* [What needs to be done]:
In the passage about Mimi Pond's memoir below, set down the words from "Yi-Fu Tuan, that" up to and including "of her inspiration." with no changes.

Mimi Pond’s second graphic memoir, The Customer is Always Wrong (Drawn & Quarterly), tells of her early twenties when she was a struggling waitress and beginning cartoonist in the Oakland of the late 1970s and early 1980s. Like her first memoir, Over Easy, it centres on Pond’s workplace, the Imperial Café (a pseudonym for the real-life Royal Café), which provided her with many of the stories she tells.
Yi-Fu Tuan, that gentle and much-admired geographer, wrote about the intersection of place and memory. Tuan was the geographer of homelessness and exile, one who argued that “home itself is not as enduring as it seems. Not that it falls apart, rather that its human dwellers do.” Memory becomes the space where we encounter home more than its physical place. These observations seem particularly germane to Pond’s Oakland, which she says has remained her “spiritual home,” the source of her inspiration.

* [Record excerpts]:
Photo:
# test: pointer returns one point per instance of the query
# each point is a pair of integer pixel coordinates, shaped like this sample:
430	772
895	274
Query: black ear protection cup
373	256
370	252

--

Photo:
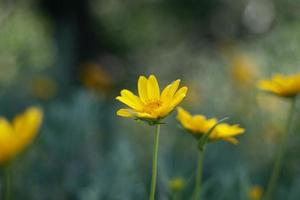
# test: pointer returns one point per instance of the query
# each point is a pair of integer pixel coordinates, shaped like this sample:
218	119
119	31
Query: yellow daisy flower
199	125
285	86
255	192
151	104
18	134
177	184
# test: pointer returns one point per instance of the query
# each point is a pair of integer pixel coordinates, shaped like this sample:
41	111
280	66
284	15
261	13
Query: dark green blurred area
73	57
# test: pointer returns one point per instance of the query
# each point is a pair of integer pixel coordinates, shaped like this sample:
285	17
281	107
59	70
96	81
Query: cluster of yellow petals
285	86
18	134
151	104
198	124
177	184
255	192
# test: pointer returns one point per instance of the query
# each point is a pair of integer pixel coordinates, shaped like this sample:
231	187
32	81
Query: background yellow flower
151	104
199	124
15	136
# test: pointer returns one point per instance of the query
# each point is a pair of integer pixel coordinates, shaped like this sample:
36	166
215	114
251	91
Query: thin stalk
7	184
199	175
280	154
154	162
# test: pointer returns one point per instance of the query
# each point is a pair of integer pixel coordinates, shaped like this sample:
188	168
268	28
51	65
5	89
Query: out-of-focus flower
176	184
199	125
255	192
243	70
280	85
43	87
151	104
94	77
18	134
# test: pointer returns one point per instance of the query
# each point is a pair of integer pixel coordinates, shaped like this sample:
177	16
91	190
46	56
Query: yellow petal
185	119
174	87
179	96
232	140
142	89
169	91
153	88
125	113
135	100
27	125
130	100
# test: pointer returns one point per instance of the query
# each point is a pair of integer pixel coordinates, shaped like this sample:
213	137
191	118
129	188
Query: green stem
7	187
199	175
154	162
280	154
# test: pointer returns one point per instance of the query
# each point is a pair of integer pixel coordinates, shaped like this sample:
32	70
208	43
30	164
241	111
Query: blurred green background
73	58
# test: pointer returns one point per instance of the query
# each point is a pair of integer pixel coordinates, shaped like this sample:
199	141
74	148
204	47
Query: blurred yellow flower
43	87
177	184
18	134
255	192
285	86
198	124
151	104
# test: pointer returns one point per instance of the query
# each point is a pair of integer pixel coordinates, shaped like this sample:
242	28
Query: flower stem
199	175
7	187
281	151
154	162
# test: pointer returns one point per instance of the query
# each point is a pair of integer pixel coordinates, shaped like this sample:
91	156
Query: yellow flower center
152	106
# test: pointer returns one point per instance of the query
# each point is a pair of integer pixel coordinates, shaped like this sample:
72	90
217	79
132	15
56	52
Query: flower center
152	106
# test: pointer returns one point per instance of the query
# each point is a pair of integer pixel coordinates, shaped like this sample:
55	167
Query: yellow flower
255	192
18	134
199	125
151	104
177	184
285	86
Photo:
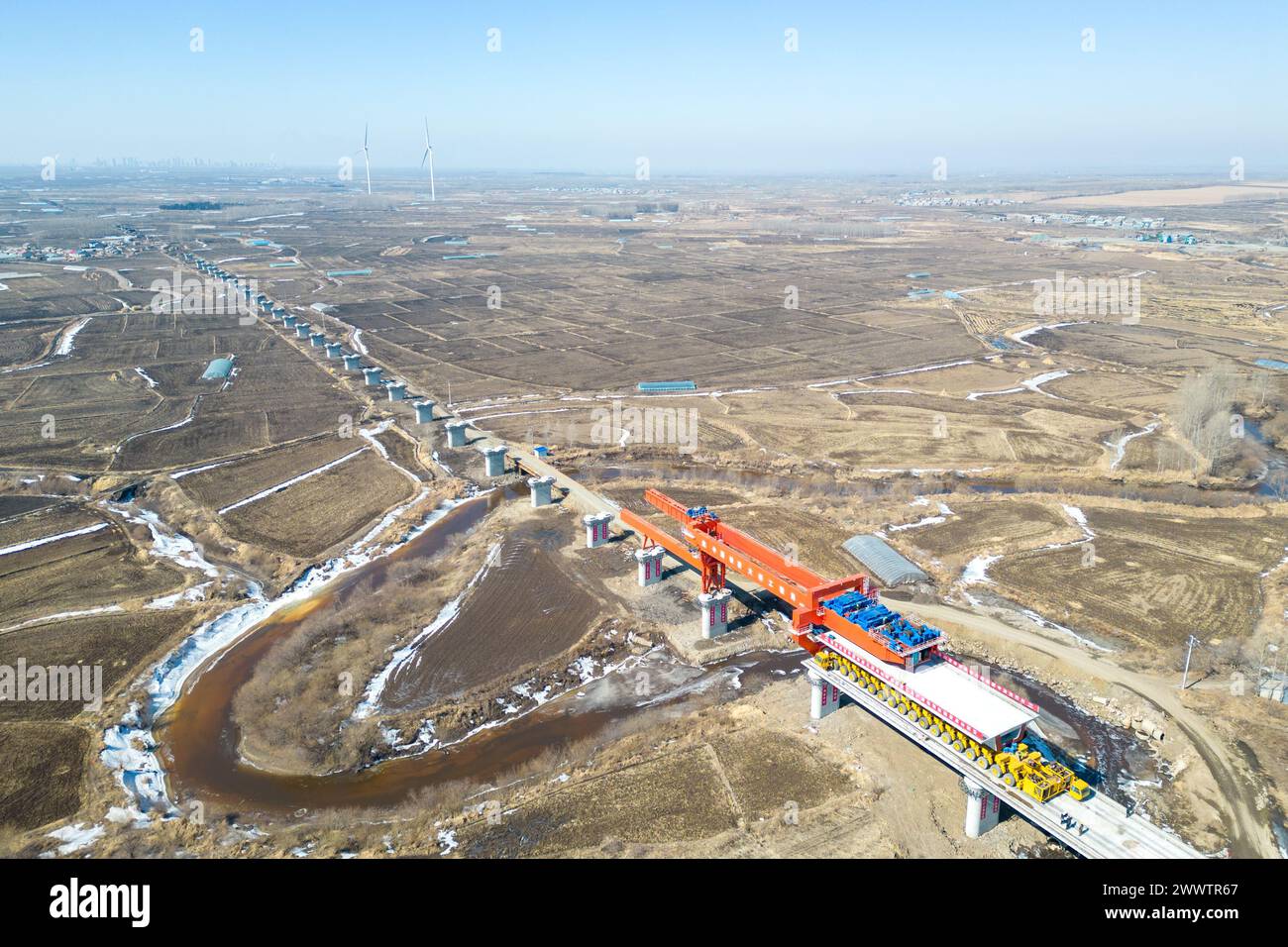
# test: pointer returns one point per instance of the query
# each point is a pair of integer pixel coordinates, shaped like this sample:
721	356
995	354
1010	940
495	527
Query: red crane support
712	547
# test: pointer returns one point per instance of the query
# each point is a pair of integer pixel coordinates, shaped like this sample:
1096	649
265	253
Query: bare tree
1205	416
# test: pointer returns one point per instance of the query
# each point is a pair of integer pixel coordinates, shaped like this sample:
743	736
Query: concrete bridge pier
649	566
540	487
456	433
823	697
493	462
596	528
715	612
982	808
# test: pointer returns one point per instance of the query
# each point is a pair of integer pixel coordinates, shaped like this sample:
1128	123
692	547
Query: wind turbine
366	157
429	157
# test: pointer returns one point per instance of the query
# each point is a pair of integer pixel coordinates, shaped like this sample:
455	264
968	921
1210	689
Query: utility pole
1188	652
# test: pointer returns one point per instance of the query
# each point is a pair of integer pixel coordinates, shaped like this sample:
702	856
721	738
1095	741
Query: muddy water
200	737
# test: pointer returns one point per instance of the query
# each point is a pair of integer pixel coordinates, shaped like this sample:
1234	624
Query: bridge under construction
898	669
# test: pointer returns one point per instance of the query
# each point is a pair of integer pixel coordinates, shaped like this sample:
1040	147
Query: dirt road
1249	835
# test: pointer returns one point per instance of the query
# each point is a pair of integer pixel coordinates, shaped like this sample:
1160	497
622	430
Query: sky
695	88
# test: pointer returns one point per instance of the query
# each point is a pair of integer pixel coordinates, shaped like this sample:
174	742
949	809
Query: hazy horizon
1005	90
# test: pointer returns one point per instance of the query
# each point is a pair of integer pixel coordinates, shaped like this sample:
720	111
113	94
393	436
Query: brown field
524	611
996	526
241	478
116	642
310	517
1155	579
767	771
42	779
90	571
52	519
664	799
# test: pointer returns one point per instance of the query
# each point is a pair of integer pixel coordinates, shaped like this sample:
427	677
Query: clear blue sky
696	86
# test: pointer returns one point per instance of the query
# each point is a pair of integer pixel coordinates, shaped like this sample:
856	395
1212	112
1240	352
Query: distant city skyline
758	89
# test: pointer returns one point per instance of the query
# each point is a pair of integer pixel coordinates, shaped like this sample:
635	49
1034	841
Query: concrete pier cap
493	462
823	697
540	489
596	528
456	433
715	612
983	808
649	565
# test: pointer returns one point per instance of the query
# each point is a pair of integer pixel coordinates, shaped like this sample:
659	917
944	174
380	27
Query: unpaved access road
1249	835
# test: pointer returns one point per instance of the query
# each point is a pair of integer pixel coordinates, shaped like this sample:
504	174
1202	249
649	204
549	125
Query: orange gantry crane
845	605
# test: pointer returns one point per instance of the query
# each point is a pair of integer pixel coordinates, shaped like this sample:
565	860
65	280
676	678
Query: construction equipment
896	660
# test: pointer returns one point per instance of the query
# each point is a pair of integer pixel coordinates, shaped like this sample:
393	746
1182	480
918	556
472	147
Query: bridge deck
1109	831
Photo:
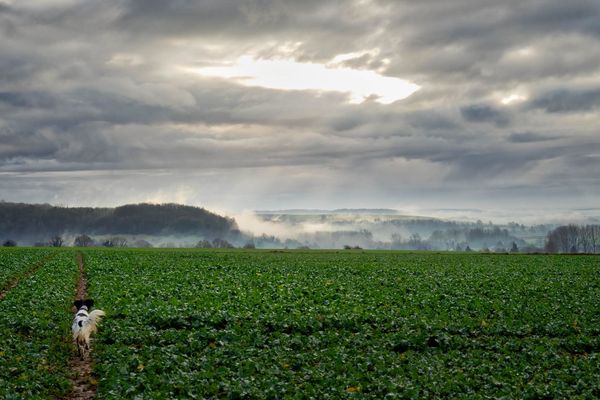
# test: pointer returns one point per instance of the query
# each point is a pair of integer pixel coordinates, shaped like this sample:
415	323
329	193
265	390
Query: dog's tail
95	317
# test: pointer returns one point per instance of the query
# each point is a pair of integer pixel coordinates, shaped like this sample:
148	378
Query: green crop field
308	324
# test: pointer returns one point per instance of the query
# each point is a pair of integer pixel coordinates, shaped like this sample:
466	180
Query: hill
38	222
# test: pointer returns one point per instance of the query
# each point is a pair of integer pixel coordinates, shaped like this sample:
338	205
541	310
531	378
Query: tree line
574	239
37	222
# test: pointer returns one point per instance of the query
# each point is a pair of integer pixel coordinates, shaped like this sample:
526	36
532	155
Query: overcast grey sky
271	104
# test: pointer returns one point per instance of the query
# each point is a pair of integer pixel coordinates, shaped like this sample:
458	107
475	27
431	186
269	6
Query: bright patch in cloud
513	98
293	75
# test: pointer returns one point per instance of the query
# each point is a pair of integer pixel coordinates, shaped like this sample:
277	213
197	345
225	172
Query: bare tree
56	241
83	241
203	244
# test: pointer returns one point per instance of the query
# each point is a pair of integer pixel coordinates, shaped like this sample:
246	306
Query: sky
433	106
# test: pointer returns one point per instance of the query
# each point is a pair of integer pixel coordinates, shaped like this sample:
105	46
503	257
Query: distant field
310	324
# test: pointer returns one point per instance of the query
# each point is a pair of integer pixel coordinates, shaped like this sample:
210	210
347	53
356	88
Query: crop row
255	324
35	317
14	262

* [Written answer]:
Yi-Fu Tuan, that gentle and much-admired geographer, wrote about the intersection of place and memory. Tuan was the geographer of homelessness and exile, one who argued that “home itself is not as enduring as it seems. Not that it falls apart, rather that its human dwellers do.” Memory becomes the space where we encounter home more than its physical place. These observations seem particularly germane to Pond’s Oakland, which she says has remained her “spiritual home,” the source of her inspiration.